* [Selected text]

*** Block opens ***

Phyllis Urrea did have
a story: In 1943 she left her family home on Staten Island and joined the
Clubmobile service, a little-known arm of the Red Cross that sought to provide
a small (and, in many cases, final) taste of home to soldiers at the battle lines
in France, Belgium, and Germany. Clubmobiles were glorified food trucks
outfitted with coffee urns, doughnut fryers, and usually a trio of young women
in canvas uniforms whose mission was to share chat and cheer with “the boys.”
Phyllis and her comrades
wanted to go as close to the action as possible, although not all the “donut
dollies,” as they were sometimes known, much to their chagrin, shared that
ambition. Regardless of their taste for adventure, the women of the Clubmobiles
were supposed to be “healthy, physically hardy, sociable, and attractive.” They
wore lipstick and nail polish, played swing records and danced with soldiers,
and they carried chewing gum, cigarettes, magazines, and sometimes mail on
their trucks.

*** Block closes ***

* [Entries supplied]
*** Block opens ***

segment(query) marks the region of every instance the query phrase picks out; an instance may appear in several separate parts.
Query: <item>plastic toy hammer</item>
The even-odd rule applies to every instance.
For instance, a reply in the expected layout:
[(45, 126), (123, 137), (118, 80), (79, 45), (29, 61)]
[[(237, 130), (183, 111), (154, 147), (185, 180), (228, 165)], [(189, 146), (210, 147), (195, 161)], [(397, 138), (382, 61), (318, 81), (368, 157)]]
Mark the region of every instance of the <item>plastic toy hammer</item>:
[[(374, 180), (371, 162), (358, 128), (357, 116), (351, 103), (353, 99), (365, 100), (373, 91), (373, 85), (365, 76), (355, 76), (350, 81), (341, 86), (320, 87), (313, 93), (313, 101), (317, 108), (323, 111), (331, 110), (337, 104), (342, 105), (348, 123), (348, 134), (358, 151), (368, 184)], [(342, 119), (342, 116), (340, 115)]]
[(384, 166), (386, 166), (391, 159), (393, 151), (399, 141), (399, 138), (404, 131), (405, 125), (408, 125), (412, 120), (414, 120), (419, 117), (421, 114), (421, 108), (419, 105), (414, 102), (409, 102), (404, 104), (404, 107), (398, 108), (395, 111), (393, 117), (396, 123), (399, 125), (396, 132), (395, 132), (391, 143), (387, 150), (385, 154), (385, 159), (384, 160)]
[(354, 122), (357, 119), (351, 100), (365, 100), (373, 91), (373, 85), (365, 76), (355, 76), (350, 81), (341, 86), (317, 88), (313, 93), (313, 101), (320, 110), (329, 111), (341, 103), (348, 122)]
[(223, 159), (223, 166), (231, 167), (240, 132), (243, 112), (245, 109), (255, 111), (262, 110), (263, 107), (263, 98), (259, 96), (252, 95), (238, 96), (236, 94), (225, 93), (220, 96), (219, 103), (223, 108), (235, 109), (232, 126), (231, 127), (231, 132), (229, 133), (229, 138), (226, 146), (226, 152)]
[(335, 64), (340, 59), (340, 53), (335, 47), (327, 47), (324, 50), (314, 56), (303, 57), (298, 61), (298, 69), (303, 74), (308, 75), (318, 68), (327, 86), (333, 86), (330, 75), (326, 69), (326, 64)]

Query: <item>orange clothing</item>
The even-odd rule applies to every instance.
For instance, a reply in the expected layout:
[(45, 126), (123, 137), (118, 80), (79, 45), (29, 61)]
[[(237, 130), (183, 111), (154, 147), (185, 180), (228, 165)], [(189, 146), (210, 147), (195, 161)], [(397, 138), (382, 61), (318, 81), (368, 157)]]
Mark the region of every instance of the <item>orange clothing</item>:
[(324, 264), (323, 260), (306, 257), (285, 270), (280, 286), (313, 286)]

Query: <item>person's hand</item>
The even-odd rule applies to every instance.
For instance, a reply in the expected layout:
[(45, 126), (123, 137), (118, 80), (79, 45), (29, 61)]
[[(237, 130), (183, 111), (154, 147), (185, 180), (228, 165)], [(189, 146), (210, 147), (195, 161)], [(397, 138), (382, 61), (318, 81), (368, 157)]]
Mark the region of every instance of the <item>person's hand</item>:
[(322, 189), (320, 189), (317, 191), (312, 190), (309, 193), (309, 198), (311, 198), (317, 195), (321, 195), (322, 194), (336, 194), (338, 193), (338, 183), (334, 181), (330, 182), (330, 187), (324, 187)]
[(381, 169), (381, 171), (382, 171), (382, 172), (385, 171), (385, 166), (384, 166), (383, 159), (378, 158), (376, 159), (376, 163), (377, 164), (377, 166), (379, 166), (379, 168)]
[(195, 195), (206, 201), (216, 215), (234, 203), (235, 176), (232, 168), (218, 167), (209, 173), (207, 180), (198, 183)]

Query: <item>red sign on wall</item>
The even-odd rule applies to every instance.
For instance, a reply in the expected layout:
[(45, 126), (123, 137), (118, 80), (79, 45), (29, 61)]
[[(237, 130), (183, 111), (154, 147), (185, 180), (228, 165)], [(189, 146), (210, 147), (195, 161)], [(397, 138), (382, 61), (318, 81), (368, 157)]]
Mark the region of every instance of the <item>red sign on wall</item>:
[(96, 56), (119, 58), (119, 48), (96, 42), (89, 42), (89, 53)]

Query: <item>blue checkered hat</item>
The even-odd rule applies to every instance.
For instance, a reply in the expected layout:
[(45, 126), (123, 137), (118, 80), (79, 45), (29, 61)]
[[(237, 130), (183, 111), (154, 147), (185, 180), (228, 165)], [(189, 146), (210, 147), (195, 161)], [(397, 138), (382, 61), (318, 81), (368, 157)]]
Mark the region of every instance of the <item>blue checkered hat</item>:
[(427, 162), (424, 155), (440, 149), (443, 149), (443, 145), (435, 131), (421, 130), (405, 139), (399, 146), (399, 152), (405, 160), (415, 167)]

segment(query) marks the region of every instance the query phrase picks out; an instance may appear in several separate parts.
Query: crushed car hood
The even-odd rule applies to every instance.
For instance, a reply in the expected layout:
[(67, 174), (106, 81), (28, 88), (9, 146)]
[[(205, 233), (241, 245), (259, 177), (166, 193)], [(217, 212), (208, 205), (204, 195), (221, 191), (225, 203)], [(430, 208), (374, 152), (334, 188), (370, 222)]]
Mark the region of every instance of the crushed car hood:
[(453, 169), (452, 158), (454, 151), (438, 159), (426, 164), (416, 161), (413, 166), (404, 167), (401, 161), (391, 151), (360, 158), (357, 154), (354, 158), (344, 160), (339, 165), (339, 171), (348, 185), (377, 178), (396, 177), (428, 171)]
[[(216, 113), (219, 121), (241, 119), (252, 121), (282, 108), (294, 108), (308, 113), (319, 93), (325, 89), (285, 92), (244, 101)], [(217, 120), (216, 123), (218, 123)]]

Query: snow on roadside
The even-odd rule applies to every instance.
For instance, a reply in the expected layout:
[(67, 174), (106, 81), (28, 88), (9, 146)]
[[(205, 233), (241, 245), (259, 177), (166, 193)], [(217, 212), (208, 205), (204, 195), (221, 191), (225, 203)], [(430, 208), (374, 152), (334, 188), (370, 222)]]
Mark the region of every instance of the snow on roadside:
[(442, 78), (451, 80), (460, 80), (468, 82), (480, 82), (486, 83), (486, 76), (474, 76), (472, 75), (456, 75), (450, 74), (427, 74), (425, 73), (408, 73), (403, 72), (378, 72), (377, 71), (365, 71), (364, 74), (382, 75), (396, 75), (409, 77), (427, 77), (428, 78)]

*** Block closes ***

* [What to produce] Please set down the part of the Clubmobile text above word for word, starting with "Phyllis and her" and going on through "their trucks.".

* [Finished exercise]
Phyllis and her comrades
wanted to go as close to the action as possible, although not all the “donut
dollies,” as they were sometimes known, much to their chagrin, shared that
ambition. Regardless of their taste for adventure, the women of the Clubmobiles
were supposed to be “healthy, physically hardy, sociable, and attractive.” They
wore lipstick and nail polish, played swing records and danced with soldiers,
and they carried chewing gum, cigarettes, magazines, and sometimes mail on
their trucks.